- ПРИВЕДЁННЫЙ ОТРЫВОК
Пути неисповедимы - [36]

Шрифт
Интервал

Приближалась весна 1942 года. Я много гулял, набирая силы. Иногда эти прогулки мы совершали с дядей. Он много рассказывал о своей молодости, о жизни в Японии, где еще до Первой мировой войны он был сотрудником посольства, о Турции, о Лондоне. Дядя Поля подробно рассказывал историю «ста дней» Наполеона. Память у него была феноменальная.

Весной немцы вновь сделали Малишевского управляющим имением, а когда сошел снег, появились первые слухи о партизанах: партизанах наших, советских, и польских. Семья Малишевского говорила о вторых в самых высоких тонах, представляя их «рыцарями без страха и упрека», о первых ходили противоречивые слухи. Я живо интересовался всем этим, да и, вообще, особенно не скрывал своих чувств, мыслей и симпатий. Для всего населения дома, за исключением трех старушек, я несомненно был интересным человеком, человеком с «той стороны», да еще из такой семьи. Поэтому со мной о многом говорили, о многом спрашивали, и то, что я не поносил советскую власть, уже, наверное, много значило.

- ВАШИ ЗАДАНИЯ
1. В какой стране, согласно отрывку, дядя работал сотрудником посольства до Первой мировой войны?
2. Пожалуйста, перепишите из отрывка фрагмент, начиная со слов «Весной немцы вновь» и заканчивая словами «наверное, много значило.».

- ПЕРЕЧЕНЬ МАТЕРИАЛОВ
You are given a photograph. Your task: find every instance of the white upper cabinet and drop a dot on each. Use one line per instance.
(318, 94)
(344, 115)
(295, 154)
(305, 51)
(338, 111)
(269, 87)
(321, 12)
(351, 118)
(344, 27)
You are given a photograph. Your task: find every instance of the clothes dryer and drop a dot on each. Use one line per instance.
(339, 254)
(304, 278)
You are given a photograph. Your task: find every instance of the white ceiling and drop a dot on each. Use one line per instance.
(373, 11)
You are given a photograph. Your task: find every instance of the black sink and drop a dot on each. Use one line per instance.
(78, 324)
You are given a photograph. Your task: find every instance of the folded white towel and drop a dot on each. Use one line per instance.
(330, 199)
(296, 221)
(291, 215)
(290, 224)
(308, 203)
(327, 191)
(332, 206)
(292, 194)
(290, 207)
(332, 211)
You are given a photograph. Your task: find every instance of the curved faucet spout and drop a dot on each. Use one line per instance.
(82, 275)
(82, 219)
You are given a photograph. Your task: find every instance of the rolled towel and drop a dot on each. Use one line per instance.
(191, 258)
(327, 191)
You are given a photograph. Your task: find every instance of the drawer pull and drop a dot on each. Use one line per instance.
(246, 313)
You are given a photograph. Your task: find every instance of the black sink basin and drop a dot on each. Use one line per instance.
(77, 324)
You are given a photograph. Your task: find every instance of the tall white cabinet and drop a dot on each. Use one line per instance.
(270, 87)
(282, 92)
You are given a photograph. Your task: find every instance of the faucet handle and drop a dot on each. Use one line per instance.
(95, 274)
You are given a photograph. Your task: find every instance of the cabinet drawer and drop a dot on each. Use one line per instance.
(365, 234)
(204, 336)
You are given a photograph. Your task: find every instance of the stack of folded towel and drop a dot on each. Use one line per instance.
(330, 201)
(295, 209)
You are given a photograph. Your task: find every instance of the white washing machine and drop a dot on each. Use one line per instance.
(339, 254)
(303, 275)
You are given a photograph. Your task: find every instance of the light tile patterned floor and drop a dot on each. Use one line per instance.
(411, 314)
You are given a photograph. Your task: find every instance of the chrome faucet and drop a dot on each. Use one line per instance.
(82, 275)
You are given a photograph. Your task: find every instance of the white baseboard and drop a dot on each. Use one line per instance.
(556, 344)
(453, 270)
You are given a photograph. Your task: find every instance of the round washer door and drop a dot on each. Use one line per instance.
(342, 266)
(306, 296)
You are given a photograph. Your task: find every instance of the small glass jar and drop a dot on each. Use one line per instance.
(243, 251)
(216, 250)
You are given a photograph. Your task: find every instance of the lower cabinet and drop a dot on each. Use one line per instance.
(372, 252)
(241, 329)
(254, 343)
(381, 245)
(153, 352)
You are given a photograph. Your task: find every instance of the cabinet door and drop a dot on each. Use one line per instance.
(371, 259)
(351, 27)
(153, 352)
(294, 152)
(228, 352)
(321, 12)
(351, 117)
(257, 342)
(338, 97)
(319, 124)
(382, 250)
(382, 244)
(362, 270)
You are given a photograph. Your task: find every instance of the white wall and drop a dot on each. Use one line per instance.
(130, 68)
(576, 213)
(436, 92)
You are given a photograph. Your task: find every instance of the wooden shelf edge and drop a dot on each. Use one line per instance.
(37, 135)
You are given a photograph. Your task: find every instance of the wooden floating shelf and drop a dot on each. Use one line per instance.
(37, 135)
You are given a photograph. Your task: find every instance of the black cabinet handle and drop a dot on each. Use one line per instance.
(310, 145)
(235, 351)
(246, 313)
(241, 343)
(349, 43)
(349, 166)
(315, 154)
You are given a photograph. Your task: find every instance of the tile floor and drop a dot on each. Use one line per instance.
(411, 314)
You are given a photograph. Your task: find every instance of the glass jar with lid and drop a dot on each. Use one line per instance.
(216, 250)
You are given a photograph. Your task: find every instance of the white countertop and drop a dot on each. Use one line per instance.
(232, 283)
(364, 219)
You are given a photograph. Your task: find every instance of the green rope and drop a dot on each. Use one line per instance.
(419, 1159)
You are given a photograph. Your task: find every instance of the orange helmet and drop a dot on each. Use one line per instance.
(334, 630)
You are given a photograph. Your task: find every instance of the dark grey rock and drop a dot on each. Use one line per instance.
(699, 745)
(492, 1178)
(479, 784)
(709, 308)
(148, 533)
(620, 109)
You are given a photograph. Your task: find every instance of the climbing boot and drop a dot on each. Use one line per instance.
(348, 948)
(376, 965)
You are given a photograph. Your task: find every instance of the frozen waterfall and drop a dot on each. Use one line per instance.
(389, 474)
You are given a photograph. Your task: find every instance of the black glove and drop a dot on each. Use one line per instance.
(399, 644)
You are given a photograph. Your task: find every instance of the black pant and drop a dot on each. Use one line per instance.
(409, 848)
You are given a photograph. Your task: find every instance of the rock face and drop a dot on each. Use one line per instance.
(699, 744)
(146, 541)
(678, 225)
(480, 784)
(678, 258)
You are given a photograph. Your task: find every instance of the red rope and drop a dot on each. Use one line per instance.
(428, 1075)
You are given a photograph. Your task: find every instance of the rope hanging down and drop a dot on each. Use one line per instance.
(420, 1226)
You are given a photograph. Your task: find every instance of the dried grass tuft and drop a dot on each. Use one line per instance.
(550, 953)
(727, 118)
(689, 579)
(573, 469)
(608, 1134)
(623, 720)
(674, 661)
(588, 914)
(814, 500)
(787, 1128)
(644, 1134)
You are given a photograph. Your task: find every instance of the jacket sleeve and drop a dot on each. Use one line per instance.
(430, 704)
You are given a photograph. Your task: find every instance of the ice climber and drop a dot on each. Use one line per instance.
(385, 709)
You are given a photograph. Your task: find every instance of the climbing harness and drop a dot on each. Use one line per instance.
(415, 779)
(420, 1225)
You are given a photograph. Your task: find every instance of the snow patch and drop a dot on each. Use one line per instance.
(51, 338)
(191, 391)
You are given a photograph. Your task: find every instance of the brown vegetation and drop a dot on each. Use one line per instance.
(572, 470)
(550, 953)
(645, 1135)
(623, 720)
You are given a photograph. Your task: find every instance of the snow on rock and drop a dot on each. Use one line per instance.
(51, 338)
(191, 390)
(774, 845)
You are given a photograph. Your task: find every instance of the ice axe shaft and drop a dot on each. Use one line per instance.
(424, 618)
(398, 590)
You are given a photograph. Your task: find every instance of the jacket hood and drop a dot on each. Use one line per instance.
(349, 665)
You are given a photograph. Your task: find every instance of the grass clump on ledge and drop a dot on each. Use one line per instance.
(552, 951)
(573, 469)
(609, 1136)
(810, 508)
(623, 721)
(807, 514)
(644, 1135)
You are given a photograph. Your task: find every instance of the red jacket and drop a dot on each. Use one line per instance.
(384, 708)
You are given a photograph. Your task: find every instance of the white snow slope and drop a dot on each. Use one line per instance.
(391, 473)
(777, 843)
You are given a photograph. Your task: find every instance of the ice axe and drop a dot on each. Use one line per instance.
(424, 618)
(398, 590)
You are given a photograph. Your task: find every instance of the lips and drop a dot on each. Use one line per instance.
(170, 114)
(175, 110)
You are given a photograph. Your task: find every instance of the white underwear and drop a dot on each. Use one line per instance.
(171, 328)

- РЕШЕНИЯ ПО ПОРЯДКУ
1. В Японии.

2.
Весной немцы вновь сделали Малишевского управляющим имением, а когда сошел снег, появились первые слухи о партизанах: партизанах наших, советских, и польских. Семья Малишевского говорила о вторых в самых высоких тонах, представляя их «рыцарями без страха и упрека», о первых ходили противоречивые слухи. Я живо интересовался всем этим, да и, вообще, особенно не скрывал своих чувств, мыслей и симпатий. Для всего населения дома, за исключением трех старушек, я несомненно был интересным человеком, человеком с «той стороны», да еще из такой семьи. Поэтому со мной о многом говорили, о многом спрашивали, и то, что я не поносил советскую власть, уже, наверное, много значило.